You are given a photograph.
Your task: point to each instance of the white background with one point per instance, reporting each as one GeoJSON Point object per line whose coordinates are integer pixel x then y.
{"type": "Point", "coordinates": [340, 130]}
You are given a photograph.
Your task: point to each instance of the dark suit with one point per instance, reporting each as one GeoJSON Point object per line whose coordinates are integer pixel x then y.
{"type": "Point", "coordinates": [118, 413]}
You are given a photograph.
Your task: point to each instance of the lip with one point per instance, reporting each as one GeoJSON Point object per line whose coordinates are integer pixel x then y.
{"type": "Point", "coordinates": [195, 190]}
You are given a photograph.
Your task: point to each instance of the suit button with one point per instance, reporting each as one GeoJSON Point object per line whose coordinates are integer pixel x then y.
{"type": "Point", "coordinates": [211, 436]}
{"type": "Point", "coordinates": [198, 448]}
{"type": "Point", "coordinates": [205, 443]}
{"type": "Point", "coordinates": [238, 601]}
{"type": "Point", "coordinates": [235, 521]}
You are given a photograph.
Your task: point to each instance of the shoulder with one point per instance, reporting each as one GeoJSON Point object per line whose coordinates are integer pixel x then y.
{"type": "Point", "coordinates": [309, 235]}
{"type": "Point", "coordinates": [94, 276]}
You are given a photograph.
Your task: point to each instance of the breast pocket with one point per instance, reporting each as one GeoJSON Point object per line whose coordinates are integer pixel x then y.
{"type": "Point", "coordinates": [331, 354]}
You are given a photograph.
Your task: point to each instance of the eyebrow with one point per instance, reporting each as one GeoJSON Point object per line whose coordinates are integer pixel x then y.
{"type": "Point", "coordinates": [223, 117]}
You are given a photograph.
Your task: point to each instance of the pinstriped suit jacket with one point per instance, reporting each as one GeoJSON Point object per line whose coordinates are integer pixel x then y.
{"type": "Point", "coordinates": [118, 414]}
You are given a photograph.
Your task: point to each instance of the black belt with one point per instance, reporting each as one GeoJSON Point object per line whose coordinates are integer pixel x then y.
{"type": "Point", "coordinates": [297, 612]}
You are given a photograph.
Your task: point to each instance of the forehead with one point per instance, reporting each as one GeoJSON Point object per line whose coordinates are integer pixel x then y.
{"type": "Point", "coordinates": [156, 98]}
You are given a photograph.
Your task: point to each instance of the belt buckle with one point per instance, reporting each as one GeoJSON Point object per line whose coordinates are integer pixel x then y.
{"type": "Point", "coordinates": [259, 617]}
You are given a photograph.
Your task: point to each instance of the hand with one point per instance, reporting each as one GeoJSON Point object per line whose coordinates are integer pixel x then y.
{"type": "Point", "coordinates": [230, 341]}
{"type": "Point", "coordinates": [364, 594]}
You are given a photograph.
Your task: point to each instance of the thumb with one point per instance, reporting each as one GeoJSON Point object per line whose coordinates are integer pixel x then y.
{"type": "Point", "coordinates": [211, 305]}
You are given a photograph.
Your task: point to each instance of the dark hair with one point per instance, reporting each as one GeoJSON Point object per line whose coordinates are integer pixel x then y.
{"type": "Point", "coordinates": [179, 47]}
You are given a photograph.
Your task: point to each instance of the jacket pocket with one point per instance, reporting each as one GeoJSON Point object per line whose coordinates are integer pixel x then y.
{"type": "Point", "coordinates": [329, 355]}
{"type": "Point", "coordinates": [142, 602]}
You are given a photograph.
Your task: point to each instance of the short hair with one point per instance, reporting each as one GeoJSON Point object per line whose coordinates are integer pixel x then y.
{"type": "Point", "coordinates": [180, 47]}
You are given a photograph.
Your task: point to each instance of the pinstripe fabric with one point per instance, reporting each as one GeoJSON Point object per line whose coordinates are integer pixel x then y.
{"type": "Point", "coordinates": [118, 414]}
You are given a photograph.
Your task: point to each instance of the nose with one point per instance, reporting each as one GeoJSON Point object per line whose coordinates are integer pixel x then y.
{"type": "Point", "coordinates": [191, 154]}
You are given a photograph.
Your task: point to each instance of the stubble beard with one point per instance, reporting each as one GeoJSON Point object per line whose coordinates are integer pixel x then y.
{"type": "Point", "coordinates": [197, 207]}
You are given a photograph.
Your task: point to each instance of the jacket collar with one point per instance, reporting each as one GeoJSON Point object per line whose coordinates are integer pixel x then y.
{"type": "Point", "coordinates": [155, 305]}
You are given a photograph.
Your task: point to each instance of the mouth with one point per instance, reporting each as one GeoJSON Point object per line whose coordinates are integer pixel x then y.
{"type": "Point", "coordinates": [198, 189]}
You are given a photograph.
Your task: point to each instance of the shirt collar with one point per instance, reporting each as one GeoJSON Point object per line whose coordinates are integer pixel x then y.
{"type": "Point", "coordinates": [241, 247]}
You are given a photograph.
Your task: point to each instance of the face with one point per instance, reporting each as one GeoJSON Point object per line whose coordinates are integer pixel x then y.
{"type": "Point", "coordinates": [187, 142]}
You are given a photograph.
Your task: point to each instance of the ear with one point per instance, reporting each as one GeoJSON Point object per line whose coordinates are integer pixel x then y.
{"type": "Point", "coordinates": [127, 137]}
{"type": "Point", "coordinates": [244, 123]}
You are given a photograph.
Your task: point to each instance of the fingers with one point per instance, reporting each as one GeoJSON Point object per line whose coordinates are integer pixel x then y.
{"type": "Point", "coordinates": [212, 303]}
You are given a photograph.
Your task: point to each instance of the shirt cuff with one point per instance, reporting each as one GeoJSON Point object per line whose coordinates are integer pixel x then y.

- _Work request_:
The exact wording of every entry above should be written out again.

- _Solution to the exercise_:
You are given a photograph.
Your task: point to each instance of the white background with one point per instance, reporting each as one GeoJSON Point object per line whose coordinates are integer pixel x then y.
{"type": "Point", "coordinates": [340, 130]}
You are given a photograph.
Your task: point to each instance of the dark suit with one point per instance, reporting each as one GeoJSON Point object per line whose coordinates are integer pixel x then y.
{"type": "Point", "coordinates": [118, 413]}
You are given a photograph.
Your task: point to each instance of the lip with one point per instance, reporting each as one GeoJSON Point object per line whose coordinates are integer pixel x then y.
{"type": "Point", "coordinates": [195, 190]}
You are given a photograph.
Your task: point to each instance of the suit button with one point per instance, reporting each as one GeoJSON Point object per line whose coordinates are integer pixel x then y.
{"type": "Point", "coordinates": [211, 436]}
{"type": "Point", "coordinates": [198, 448]}
{"type": "Point", "coordinates": [205, 443]}
{"type": "Point", "coordinates": [238, 601]}
{"type": "Point", "coordinates": [235, 521]}
You are given a photograph.
Your task: point to each instance of the shoulder with one point per instance, reporting each as one GeoJSON Point object per line whose coordinates are integer pixel x then y.
{"type": "Point", "coordinates": [309, 235]}
{"type": "Point", "coordinates": [94, 276]}
You are given a photograph.
Your task: point to each instance of the breast pocket with one point per instance, reporting each as one GeoJSON Point object per line whose coordinates are integer pixel x then y.
{"type": "Point", "coordinates": [331, 354]}
You are given a photograph.
Your task: point to each instance of the eyebrow with one point per instance, reporting each as one GeoJSON Point object per line whose coordinates are integer pixel x then y.
{"type": "Point", "coordinates": [223, 117]}
You are given a photograph.
Your task: point to each instance of the pinstriped suit jacket with one point per instance, reporting each as one GeoJSON Point object per line whose coordinates are integer pixel x then y.
{"type": "Point", "coordinates": [118, 414]}
You are given a photograph.
Your task: point to each instance of the black belt with one point per instance, reporting each as one GeoJSON Point object per line whose coordinates are integer pixel x then y.
{"type": "Point", "coordinates": [297, 612]}
You are given a photograph.
Your task: point to each instance of the forehead with one point per instance, reporting each as one GeoJSON Point object per line whose coordinates are integer pixel x then y.
{"type": "Point", "coordinates": [156, 98]}
You are given a photograph.
Your task: point to each instance of the belt buckle with one point per instance, reporting each as one GeoJSON Point object per line whose coordinates are integer pixel x then y.
{"type": "Point", "coordinates": [259, 617]}
You are given a photograph.
Your task: point to each instance of the hand with one point per instance, reporting each as one GeoJSON Point object per line whose coordinates are integer pixel x then y.
{"type": "Point", "coordinates": [230, 341]}
{"type": "Point", "coordinates": [364, 594]}
You are given a photograph.
Your task: point to each instance of the thumb with one point per instance, reporting each as one GeoJSON Point object per line whose coordinates are integer pixel x then y.
{"type": "Point", "coordinates": [211, 305]}
You are given a photograph.
Your task: point to each instance of the dark hair with one point per instance, reporting each as one GeoJSON Point object per line whose coordinates are integer pixel x then y.
{"type": "Point", "coordinates": [179, 47]}
You are given a photograph.
Your task: point to each instance of the jacket pocket with one point per instance, reporting each as one GeoJSON Point object per line whose coordinates are integer pixel x then y.
{"type": "Point", "coordinates": [329, 355]}
{"type": "Point", "coordinates": [142, 602]}
You are given a photograph.
Your task: point to each instance of the short hair with one point per instance, reporting each as one GeoJSON Point object per line whose coordinates are integer pixel x then y.
{"type": "Point", "coordinates": [180, 47]}
You are given a photograph.
Your task: point to each instance of the pinstripe fabric with one point per instance, reporting each as one GeoJSON Point object per line whose coordinates are integer pixel x then y.
{"type": "Point", "coordinates": [118, 414]}
You are given a photograph.
Your task: point to each instance of the nose with one point per instance, reporting each as one GeoJSON Point object per line whose coordinates are integer pixel x then y.
{"type": "Point", "coordinates": [191, 154]}
You are given a photograph.
Your task: point to each instance of the stubble beard with one point per instance, reporting each as one GeoJSON Point object per line whose coordinates are integer pixel x then y.
{"type": "Point", "coordinates": [197, 207]}
You are given a photograph.
Your task: point to each instance of the jacket collar with one point per instance, reporting each as one GeoJSON Point object per line whose coordinates are integer pixel x then y.
{"type": "Point", "coordinates": [155, 305]}
You are given a photograph.
Your task: point to each instance of the mouth with one point per instance, reporting each as one GeoJSON Point object per line whose coordinates are integer pixel x then y.
{"type": "Point", "coordinates": [198, 189]}
You are given a photograph.
Your task: point to each instance of the shirt collar with one point per instance, reporting each as one GeoJSON Point object per line whose coordinates are integer pixel x then y.
{"type": "Point", "coordinates": [241, 247]}
You are given a photograph.
Your task: point to each instance of the face with one point per instance, reporting each as one GeoJSON Point object per line whose coordinates are integer pixel x then y.
{"type": "Point", "coordinates": [187, 142]}
You are given a photograph.
Your task: point to each instance of the ear with one point per instance, reporting each as one GeoJSON Point object per line whose coordinates are integer pixel x then y.
{"type": "Point", "coordinates": [127, 137]}
{"type": "Point", "coordinates": [244, 123]}
You are given a photograph.
Your task: point to each instance of the fingers with one point per instance, reporting each as one GeoJSON Point object per line whose coordinates are integer pixel x then y.
{"type": "Point", "coordinates": [212, 303]}
You are given a photograph.
Your task: point to each instance of the shirt cuff with one point per instance, reporting each as one GeoJSON Point object per line whose coordinates are integer pixel x then y.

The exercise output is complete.